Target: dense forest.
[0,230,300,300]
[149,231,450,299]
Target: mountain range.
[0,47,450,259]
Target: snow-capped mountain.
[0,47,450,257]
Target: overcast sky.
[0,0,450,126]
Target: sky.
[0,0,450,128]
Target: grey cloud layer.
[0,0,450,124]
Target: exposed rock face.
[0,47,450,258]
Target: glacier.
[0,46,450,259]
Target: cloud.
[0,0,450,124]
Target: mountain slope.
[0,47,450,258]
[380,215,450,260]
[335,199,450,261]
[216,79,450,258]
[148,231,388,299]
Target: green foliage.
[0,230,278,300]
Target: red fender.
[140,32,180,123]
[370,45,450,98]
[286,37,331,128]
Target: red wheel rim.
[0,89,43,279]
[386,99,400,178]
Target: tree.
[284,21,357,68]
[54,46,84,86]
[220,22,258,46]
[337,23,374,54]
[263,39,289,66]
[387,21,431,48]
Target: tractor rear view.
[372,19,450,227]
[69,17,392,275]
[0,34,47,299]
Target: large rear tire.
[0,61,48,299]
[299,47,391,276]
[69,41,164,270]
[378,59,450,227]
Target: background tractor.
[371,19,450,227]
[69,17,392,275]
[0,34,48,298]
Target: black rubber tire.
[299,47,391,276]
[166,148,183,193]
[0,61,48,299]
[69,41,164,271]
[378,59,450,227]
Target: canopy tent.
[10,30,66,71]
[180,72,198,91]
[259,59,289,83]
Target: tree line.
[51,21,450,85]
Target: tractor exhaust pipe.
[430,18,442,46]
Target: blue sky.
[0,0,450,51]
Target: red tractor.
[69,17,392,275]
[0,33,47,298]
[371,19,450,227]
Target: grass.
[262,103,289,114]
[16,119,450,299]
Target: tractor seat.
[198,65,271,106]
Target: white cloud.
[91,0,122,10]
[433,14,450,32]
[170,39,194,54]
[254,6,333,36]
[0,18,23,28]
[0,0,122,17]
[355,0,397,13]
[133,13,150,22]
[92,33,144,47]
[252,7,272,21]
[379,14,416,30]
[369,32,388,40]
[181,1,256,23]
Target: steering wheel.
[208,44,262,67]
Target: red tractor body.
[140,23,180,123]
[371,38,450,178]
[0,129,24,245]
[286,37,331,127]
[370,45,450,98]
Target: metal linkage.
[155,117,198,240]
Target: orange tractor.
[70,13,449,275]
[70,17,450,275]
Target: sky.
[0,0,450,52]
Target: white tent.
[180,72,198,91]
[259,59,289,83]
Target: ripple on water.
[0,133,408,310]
========================================
Copy the material again, starting with the line that contains "Target: red tractor body." and going on through the end of the material. In those lines, rename every "tractor" to "vehicle" and leave everything else unchanged.

### THE REPLY:
Target: red vehicle body.
[140,23,180,123]
[371,38,450,178]
[0,129,24,245]
[286,37,331,127]
[370,45,450,98]
Target: metal linkage.
[155,117,198,240]
Target: orange vehicle.
[70,13,449,275]
[70,17,450,275]
Target: sky.
[0,0,450,52]
Target: white tent.
[180,72,198,91]
[259,59,289,83]
Target: ripple on water.
[0,133,408,310]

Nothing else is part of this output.